__INSTRUCTIONS FOR THE TASK__
Convert the lines of the records, from the line holding "Return the mask of every instance of the car" through the end of the records, both included, into a JSON list of strings with one string per line and blank lines omitted.

__INFORMATION PROVIDED__
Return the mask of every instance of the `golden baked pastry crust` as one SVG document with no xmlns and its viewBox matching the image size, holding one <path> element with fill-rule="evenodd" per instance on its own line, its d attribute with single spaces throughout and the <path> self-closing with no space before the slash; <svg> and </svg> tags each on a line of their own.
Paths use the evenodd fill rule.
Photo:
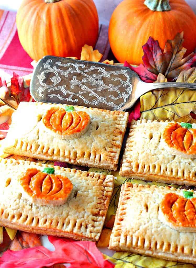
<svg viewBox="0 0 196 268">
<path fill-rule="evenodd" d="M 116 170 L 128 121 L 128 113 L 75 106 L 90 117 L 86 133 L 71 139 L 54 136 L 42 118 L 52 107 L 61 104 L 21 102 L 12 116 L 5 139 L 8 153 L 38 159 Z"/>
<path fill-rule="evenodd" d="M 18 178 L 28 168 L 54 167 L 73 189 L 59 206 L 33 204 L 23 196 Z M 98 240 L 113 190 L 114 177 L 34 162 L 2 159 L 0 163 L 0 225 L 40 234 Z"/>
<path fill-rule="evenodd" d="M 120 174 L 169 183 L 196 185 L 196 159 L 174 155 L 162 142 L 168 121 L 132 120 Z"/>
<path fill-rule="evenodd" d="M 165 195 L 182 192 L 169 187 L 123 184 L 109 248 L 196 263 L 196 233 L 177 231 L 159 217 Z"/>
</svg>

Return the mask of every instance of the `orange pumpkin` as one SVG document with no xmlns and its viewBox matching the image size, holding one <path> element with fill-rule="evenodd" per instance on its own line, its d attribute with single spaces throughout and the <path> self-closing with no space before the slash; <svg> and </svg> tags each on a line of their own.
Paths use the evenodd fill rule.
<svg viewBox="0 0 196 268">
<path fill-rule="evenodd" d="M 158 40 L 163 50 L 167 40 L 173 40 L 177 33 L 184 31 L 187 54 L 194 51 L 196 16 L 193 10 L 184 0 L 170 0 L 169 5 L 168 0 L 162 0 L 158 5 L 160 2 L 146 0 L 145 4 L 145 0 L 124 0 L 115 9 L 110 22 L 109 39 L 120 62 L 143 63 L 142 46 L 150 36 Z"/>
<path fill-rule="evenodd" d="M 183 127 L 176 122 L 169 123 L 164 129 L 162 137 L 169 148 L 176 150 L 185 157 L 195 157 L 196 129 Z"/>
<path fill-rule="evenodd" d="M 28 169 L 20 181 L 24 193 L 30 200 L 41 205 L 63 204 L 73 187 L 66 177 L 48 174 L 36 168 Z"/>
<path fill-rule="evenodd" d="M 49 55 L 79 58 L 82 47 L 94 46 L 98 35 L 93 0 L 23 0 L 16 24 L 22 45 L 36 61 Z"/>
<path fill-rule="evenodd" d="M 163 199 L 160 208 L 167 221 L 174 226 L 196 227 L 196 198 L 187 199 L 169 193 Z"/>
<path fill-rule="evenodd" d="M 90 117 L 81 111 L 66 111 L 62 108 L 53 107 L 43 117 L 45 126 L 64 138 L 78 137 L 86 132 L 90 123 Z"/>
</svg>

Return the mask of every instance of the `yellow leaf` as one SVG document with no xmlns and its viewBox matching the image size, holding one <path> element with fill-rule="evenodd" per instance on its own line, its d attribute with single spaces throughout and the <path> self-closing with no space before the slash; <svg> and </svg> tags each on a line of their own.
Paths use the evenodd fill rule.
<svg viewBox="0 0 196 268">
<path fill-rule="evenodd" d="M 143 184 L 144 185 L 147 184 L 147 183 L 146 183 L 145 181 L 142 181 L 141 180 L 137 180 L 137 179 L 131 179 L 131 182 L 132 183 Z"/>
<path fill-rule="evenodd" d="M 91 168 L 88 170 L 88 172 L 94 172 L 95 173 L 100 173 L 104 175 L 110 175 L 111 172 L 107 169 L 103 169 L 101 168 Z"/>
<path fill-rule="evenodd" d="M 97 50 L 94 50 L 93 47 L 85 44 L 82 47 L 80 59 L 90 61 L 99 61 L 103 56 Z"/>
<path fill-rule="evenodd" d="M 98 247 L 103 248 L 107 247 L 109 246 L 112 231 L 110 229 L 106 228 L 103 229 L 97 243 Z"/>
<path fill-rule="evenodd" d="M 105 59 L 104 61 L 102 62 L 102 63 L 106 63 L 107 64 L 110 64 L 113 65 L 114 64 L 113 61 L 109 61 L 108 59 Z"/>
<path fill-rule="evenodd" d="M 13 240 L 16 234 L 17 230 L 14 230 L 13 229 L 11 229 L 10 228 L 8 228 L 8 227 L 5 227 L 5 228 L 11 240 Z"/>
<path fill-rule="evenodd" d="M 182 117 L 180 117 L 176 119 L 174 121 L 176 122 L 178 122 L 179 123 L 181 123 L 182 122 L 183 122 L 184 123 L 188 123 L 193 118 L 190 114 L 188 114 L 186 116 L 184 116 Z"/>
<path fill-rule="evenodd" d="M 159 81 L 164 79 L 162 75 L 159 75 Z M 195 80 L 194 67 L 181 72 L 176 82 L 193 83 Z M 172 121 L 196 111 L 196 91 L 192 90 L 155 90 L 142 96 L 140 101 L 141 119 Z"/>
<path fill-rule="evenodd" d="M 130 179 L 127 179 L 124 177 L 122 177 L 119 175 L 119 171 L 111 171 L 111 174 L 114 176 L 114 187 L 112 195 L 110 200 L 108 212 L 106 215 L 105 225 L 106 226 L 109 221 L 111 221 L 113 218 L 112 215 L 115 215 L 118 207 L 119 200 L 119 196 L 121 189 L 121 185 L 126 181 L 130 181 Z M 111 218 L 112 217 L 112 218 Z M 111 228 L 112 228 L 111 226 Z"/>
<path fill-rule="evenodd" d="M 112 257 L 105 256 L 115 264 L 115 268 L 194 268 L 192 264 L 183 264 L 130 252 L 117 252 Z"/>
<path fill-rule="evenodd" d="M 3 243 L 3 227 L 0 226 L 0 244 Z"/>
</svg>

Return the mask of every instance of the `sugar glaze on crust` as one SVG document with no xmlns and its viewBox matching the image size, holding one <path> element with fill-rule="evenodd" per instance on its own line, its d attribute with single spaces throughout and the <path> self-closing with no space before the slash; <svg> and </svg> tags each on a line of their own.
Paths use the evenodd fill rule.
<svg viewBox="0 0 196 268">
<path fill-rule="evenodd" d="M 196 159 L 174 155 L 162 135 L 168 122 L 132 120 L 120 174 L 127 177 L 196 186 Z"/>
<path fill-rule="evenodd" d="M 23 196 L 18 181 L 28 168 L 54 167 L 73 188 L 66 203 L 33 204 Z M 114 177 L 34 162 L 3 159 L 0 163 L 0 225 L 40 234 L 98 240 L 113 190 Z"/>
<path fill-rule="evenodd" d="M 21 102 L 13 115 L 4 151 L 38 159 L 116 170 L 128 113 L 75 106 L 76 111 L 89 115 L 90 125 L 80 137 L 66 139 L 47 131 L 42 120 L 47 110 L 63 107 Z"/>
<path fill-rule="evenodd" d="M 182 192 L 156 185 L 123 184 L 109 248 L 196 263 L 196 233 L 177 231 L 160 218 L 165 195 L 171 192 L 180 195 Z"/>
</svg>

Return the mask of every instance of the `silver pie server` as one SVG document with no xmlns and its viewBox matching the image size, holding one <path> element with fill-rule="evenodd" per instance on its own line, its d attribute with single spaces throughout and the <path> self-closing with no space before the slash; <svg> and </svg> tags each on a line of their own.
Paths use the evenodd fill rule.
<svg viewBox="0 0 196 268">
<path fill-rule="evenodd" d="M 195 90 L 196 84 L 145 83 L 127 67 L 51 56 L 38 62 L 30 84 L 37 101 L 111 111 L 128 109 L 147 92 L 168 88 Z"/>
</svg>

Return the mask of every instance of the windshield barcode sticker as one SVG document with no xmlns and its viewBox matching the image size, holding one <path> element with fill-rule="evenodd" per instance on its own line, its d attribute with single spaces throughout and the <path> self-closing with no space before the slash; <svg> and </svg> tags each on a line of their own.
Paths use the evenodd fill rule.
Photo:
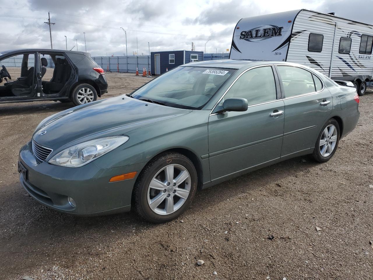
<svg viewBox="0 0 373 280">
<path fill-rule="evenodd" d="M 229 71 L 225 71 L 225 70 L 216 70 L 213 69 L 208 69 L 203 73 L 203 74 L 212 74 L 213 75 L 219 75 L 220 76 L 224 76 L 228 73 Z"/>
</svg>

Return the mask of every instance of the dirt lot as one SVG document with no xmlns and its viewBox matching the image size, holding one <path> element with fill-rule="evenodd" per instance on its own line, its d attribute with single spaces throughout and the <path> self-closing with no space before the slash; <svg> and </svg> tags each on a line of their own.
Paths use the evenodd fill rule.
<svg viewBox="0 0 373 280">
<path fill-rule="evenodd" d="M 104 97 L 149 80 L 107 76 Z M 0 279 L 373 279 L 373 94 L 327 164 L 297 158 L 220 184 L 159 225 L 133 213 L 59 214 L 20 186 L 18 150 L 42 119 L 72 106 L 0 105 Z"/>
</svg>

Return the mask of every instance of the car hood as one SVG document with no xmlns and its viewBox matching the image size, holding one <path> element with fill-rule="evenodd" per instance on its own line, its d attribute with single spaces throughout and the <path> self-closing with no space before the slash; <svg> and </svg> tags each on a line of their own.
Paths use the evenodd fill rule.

__FULL OUTPUT__
[
  "Return the mask of every instance of the car hood as one SVG document with no xmlns and its viewBox matching the image size, holding one <path> element with fill-rule=\"evenodd\" per instance on its own line, its d attribute with single spaces throughout and the <path> self-closing with no space before the slash; <svg> and </svg> tags each on a line of their own.",
  "Paths use the evenodd fill rule."
]